Data excerpts section start
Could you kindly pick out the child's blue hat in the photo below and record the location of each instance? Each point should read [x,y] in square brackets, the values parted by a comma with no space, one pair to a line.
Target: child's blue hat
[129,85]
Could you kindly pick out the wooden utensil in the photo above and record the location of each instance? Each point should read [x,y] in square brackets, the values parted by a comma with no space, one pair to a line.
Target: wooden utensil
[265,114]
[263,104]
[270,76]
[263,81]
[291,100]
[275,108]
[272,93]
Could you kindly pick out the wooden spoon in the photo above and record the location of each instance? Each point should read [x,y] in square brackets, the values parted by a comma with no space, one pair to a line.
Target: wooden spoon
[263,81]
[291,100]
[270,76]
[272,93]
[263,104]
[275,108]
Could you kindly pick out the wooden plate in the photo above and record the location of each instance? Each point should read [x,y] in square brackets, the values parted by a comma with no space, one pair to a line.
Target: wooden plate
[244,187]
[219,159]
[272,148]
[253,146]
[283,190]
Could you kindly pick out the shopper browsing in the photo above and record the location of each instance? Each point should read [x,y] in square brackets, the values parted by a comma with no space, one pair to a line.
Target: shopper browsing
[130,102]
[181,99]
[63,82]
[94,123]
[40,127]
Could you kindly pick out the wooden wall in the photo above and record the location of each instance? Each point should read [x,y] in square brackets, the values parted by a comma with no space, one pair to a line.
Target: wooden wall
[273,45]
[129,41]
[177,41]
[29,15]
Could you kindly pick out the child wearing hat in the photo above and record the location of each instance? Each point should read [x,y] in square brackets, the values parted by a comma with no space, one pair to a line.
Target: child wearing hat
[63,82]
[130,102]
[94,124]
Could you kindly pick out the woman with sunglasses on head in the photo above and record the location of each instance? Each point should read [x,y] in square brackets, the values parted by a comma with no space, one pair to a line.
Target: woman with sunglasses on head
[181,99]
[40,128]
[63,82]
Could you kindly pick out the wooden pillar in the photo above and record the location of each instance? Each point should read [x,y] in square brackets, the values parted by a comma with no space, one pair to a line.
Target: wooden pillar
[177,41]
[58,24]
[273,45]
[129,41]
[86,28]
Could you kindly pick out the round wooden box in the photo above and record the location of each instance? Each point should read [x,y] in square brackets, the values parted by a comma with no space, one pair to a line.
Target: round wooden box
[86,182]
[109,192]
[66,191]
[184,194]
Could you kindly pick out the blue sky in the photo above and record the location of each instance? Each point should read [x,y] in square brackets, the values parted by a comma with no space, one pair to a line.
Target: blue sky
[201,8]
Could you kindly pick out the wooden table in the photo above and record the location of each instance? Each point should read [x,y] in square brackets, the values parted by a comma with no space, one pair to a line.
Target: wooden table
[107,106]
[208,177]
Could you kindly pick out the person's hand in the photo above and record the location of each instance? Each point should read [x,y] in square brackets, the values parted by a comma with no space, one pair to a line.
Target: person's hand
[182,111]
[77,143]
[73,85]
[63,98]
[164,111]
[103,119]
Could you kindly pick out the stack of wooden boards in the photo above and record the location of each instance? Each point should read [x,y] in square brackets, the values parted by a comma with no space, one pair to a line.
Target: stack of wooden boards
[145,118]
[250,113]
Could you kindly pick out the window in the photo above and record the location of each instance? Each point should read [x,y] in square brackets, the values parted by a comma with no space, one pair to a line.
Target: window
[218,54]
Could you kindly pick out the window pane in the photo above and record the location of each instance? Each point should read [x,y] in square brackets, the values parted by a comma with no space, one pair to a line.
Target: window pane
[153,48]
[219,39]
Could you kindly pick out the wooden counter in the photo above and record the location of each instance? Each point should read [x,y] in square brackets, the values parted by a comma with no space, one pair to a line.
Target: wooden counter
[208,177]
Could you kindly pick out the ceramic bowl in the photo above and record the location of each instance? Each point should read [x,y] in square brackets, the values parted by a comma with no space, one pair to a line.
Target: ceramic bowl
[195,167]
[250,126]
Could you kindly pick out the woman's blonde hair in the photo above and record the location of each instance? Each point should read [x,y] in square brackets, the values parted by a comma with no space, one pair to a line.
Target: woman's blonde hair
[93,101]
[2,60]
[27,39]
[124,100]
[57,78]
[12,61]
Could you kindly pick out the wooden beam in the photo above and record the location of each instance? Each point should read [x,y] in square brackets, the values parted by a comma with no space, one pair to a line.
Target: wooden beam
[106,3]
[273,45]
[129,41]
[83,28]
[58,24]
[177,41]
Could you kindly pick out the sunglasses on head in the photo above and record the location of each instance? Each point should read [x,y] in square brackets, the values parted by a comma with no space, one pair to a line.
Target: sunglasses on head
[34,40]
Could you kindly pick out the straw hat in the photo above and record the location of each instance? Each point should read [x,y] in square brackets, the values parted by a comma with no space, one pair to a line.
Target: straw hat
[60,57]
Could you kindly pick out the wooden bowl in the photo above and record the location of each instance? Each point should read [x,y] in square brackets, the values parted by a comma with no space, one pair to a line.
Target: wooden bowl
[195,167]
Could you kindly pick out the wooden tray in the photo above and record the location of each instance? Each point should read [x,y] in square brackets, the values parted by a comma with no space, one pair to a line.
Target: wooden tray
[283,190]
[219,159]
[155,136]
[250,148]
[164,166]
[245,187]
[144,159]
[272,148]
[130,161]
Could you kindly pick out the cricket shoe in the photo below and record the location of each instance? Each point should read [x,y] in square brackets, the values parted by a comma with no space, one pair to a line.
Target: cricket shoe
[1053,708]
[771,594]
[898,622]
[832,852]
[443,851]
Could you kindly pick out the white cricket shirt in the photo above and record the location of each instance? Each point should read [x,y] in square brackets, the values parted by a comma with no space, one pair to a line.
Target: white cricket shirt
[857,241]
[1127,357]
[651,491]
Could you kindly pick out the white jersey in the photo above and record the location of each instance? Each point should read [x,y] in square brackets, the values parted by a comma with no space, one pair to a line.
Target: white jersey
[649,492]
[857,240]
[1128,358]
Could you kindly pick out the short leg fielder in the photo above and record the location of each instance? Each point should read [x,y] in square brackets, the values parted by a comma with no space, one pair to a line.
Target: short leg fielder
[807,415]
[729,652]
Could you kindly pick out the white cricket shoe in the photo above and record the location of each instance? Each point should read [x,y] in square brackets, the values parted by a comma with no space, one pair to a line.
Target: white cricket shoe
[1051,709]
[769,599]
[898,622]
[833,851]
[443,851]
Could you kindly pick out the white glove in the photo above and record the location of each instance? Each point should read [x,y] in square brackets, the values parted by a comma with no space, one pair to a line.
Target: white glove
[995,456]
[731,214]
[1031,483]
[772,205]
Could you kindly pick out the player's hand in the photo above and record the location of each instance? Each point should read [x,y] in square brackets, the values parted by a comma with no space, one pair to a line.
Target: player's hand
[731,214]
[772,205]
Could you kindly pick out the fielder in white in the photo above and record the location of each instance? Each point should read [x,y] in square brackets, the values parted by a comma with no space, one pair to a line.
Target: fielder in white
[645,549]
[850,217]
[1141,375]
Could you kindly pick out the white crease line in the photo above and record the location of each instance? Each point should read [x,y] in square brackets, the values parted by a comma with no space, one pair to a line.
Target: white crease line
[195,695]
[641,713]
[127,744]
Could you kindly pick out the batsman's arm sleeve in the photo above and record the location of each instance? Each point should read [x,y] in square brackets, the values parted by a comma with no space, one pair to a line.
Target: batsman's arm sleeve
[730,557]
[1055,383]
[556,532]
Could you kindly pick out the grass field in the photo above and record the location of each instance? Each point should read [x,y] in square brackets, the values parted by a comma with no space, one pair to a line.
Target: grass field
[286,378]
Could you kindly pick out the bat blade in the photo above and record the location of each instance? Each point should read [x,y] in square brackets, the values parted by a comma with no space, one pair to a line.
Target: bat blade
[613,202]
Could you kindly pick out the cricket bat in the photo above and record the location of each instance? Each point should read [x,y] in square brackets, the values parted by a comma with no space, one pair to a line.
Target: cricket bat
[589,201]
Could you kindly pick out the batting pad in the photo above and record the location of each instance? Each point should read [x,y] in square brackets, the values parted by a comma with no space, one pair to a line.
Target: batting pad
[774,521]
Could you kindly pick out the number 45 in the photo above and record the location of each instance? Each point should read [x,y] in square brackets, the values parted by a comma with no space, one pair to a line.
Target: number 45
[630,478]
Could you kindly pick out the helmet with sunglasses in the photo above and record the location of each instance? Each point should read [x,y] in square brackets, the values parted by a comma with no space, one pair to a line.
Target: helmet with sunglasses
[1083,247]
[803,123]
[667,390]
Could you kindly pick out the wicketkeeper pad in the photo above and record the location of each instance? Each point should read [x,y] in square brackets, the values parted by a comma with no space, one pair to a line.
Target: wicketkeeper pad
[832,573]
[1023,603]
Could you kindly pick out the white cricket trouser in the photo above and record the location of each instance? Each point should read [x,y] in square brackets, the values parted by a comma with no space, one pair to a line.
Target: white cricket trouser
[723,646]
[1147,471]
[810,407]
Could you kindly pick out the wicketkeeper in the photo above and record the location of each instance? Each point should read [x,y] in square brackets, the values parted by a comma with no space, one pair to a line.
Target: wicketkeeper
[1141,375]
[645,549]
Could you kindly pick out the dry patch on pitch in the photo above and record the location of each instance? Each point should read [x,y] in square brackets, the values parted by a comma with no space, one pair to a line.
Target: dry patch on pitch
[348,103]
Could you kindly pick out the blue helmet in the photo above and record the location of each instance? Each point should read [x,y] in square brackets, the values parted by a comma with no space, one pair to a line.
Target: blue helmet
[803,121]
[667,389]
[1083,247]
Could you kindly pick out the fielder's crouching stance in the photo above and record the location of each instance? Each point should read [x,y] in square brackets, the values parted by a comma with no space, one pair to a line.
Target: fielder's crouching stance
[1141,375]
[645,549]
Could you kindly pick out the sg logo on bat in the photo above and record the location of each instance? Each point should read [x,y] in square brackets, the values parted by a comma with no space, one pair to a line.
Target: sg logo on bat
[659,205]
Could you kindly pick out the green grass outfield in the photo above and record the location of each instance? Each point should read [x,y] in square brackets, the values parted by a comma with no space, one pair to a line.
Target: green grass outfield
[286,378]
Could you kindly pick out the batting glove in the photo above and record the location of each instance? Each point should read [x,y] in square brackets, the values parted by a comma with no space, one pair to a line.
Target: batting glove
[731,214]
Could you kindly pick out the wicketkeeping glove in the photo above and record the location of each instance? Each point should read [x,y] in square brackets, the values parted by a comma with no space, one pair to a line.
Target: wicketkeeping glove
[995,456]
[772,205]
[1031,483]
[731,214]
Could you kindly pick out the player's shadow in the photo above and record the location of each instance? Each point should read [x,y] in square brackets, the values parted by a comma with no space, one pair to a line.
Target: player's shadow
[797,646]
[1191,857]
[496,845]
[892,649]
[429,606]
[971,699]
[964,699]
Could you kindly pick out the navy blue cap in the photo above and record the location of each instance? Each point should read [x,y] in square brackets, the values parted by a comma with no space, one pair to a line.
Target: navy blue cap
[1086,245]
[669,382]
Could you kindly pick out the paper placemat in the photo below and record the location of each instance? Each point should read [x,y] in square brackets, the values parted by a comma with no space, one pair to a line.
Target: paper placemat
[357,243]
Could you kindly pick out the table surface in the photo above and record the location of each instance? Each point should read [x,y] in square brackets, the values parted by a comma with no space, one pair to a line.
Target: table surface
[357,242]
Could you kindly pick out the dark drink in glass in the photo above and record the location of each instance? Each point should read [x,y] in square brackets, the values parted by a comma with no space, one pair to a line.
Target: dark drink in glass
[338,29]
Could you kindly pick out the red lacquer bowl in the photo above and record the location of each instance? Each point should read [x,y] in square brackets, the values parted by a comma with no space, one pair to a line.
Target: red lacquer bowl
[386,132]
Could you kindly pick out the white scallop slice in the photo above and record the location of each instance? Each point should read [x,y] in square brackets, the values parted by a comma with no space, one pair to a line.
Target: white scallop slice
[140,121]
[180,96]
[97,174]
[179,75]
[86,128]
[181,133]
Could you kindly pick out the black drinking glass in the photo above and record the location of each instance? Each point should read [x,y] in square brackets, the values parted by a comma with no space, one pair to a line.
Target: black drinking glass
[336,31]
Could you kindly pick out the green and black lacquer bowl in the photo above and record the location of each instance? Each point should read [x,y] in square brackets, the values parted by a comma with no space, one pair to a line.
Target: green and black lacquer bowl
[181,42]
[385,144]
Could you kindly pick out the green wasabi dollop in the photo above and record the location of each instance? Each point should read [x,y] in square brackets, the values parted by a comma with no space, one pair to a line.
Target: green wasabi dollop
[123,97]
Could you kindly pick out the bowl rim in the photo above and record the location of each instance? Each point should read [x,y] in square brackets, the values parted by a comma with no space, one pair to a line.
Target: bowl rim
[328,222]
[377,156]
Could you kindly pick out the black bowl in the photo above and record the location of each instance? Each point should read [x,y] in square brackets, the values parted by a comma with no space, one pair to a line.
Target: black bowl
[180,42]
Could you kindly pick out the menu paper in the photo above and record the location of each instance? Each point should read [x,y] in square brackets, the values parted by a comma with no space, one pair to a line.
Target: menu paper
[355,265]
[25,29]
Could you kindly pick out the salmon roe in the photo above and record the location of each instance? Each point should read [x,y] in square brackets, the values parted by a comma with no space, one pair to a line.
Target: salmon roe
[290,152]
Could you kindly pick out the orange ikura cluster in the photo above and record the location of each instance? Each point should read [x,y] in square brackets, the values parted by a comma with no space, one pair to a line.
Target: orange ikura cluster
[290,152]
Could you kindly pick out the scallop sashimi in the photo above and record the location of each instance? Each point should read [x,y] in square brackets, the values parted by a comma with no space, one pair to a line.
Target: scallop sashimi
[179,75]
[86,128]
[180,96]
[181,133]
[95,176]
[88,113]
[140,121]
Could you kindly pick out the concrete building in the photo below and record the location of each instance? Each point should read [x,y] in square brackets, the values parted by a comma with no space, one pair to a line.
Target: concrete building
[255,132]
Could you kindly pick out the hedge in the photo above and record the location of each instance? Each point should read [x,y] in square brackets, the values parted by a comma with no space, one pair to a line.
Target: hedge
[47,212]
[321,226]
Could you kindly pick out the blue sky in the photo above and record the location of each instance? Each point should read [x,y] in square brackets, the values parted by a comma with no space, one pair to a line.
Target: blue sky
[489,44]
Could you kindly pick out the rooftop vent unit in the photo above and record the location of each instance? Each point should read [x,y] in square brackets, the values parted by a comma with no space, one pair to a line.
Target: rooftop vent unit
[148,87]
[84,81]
Data excerpts section end
### Exercise aim
A line qualifies when it holds the word "below"; report all qualifying lines from the records above.

### The completed task
Could you kindly pick out the child's blue hat in the photo below and record the location of each instance? Each point should read [x,y] in square brackets, the values parted by a comma with no space, one pair to a line.
Could you kindly pick out the cricket shoe in the photo below and record the location of each instance? Each point should read [x,y] in square brackets, the values parted by a comma with no space, one pair to a line.
Could you kindly pick out the paper placemat in the photo below and record the location of each instance? Each point should read [x,y] in square brackets, the values parted by a comma with no space, one pair to a line.
Could you kindly pick out the concrete building in the photo below and record the location of each instance? Each point should read [x,y] in square brackets, the values parted by a comma with no space, one pair to a line.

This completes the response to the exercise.